— Start —
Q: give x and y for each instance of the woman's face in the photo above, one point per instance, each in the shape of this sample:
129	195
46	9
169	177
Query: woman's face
— End —
WHAT YOU SHOULD DO ::
Copy the listing above verbatim, keeping every line unchanged and in its original order.

REPLY ::
Q: give x and y for each instance of the woman's face in the photo above, one point per instance, each in the shape of this sample:
129	195
46	9
169	177
Query: woman's face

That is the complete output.